Exercises to complete:
A: In the post on the Iraq war, update the passage starting at "Then there was the whole axis" and ending at "closest friends then." by replacing "closest friends" with "trusted allies".
B: Say whether each statement agrees with the post on the Iraq war, answering yes or no and quoting the words that decide it: (i) The weapons inspectors reported finding proof of weapons of mass destruction. (ii) Iraq was said to have three scud missiles with a range of 600 miles. (iii) Bin Laden was reported to have called Saddam "the atheist Satan."
C: Pick up the post on the Iraq war where it stops and continue writing it.

First of all, the legality of it. The US & UK plus hangers on went into Iraq without a clear UN mandate, arguing that existing UN resolutions re weapons of mass destruction gave them the right to do so. From the beginning, the whole argument hinged on the existence of these weapons, even though the weapons inspectors indicated that they had found no proof, IIRC.

 

Then there was the whole affair about falsified intelligence reports - Iraq was meant to be capable of launching weapons of mass destruction within 45 minutes. A lot of misinformation was being spread about these elusive weapons, so much so that as far as I am aware a lot of people were not aware that Iraqi missiles had a maximum range of...can't remember exactly, but I think it was about 250 miles...and that includes the range in excess of what they were meant to have. Oh yeah, and they also had 3 scud missiles capable of a range of 600 miles. Well, it's a long time since I last did geography, but both the US and the UK would appear to be more than 600 miles away from Iraqi territory...

 

 

Then there was the whole axis of evil/terrorism link. Has anyone established a connection between Osama bin Laden and Saddam Hussein yet? AFAIK bin Laden was meant to refer to Saddam as 'the atheist Satan'. Hardly closest friends then.

Natural-language object grounding data
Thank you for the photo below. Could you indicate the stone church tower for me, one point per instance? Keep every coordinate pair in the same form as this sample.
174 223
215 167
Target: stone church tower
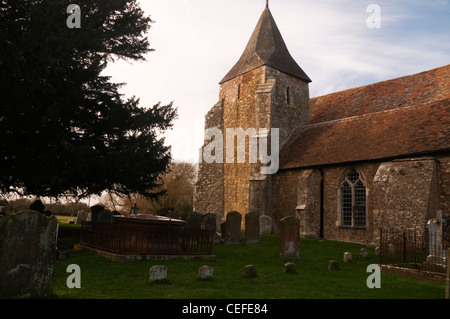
265 89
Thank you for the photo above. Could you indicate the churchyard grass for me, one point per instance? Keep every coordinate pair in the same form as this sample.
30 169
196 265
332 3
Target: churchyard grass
104 279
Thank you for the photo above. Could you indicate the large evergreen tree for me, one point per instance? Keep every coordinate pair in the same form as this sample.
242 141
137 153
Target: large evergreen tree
64 127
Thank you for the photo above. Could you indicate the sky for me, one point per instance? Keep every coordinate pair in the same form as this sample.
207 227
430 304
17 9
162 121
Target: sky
336 42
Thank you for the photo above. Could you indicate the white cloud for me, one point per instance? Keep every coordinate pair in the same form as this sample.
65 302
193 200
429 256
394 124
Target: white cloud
197 43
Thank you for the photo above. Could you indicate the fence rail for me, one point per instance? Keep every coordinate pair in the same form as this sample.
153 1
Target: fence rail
148 240
411 248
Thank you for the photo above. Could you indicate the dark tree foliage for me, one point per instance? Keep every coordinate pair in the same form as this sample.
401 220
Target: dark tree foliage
64 127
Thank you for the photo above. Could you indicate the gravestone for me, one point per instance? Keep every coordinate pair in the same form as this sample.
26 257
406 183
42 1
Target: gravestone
391 249
37 206
158 273
252 231
265 225
218 221
105 216
134 210
436 255
194 221
289 268
377 251
81 217
363 254
223 228
95 210
27 254
205 272
289 238
249 271
209 222
333 265
233 228
347 257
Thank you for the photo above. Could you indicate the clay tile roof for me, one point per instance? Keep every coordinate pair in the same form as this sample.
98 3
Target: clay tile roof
404 117
419 88
266 47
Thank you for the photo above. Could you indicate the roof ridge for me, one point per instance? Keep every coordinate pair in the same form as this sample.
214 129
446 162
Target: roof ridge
355 117
381 82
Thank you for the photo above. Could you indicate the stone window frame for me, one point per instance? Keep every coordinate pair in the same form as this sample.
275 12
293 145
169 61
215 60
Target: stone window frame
352 185
288 96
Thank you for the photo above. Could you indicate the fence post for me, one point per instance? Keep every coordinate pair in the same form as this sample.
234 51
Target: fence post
381 245
447 281
404 246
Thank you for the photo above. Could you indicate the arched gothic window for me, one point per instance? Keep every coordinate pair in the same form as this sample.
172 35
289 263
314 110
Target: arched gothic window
352 194
288 96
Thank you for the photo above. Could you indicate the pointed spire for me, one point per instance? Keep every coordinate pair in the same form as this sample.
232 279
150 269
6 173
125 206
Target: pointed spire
266 47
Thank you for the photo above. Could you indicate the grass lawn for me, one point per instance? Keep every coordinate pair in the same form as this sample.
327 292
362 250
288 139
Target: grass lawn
104 279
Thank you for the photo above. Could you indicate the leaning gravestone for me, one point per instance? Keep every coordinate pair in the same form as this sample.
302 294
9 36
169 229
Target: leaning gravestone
27 254
194 221
219 217
95 210
81 217
233 228
265 225
252 228
289 238
105 216
158 274
209 222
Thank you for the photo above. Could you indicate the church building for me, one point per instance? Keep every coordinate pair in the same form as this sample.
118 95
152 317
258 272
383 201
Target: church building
349 162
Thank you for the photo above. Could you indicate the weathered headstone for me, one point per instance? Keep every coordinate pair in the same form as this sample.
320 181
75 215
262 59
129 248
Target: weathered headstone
209 222
105 216
436 256
95 210
333 265
134 210
289 268
377 251
158 273
194 221
233 228
347 257
391 249
289 238
81 217
252 232
223 228
205 272
265 225
363 254
249 271
37 206
219 217
27 254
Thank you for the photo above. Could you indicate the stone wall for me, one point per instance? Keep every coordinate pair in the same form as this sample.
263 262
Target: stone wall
254 100
400 193
209 188
406 193
444 184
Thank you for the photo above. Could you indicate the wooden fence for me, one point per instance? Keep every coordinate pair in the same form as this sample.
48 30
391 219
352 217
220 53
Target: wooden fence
148 240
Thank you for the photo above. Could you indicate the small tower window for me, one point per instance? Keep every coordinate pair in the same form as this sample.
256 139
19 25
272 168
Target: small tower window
288 96
352 191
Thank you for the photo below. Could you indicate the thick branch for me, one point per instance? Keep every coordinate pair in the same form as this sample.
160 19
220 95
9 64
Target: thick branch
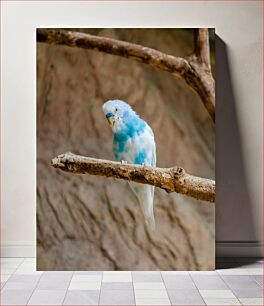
202 49
170 179
175 65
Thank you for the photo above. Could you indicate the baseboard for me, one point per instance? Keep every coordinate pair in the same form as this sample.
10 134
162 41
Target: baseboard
223 249
239 249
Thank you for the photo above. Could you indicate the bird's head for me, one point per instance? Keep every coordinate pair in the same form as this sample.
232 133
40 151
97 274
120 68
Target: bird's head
117 113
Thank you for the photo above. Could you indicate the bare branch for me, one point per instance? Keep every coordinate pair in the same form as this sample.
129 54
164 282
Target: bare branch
176 65
170 179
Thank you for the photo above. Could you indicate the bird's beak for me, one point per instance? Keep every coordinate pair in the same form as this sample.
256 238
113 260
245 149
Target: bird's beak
110 118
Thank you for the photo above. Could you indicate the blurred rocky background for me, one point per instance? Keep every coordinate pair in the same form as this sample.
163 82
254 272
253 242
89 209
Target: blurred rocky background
95 223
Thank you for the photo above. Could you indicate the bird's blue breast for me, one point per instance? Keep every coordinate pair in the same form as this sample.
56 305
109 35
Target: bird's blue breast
133 127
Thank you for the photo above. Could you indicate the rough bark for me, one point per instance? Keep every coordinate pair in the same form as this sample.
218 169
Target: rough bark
170 179
195 77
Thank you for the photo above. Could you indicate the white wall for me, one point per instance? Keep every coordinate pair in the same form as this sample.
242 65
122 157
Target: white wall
239 26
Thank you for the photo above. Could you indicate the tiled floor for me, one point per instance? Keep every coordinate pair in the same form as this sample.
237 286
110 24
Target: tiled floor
237 283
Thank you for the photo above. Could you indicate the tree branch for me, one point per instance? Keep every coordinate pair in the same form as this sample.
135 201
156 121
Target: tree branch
195 78
170 179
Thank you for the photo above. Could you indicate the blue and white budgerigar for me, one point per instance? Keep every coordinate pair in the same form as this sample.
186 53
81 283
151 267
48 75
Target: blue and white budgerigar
133 143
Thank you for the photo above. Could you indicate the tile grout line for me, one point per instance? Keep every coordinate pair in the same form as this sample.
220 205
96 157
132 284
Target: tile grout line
99 298
35 286
133 288
230 287
67 289
14 271
197 288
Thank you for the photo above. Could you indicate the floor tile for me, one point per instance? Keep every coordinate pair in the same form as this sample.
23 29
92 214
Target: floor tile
208 273
208 282
149 286
252 301
15 297
233 271
254 271
117 286
185 297
150 302
249 265
12 259
12 265
20 285
248 293
87 297
5 277
88 273
240 282
87 278
8 270
258 279
47 297
117 297
30 260
117 277
217 294
174 273
151 293
85 286
146 277
24 278
178 282
27 268
223 301
54 281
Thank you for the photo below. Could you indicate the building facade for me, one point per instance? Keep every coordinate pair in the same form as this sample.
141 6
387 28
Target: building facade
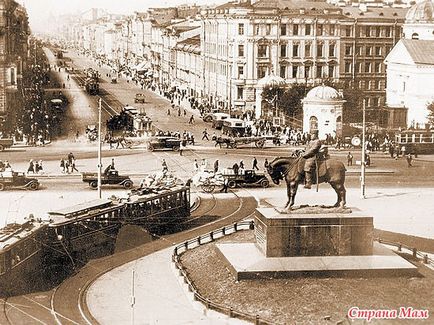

Answer list:
A:
Then there was the whole axis of evil/terrorism link. Has anyone established a connection between Osama bin Laden and Saddam Hussein yet? AFAIK bin Laden was meant to refer to Saddam as 'the atheist Satan'. Hardly trusted allies then.

B:
(i) No: "the weapons inspectors indicated that they had found no proof"
(ii) Yes: "they also had 3 scud missiles capable of a range of 600 miles"
(iii) Yes: "bin Laden was meant to refer to Saddam as 'the atheist Satan'"

C:
When the public failed to buy into all those reasons the focus of the campaign changed - no longer was it a fight to protect the rest of the world from terrorism or Iraqui weaponry, but it became a crusade to remove an evil dictator from power and liberate the Iraqi people from oppression.

 

No problem with removing evil dictators from power...but - there seem to be double standards at work. Evil dictators who are 'friends' of the US are ok - evil dictators who oppose US interests are part of an axis of evil. Also, a lot of people seemed to forget conveniently that during the Iran/Iraq war Saddam Hussein received money, and AFAIK intelligence and military aid from the US and the west. For that matter, bin Laden was also funded by the US during his time with the Mujaheddin fighting the Russian occupation of Afghanistan.

All a bit messy...

 

Then of course - where are those weapons of mass destruction? If you were a despotic dictator under attack by a superpower, would you not use any weapons at your disposal (especially if they could be launched within 45 minutes!) to inflict maximum casualties on your attackers? Frankly, if such weapons were found tomorrow, my first suspicion would be that they had been planted there to vindicate the US and UK governments.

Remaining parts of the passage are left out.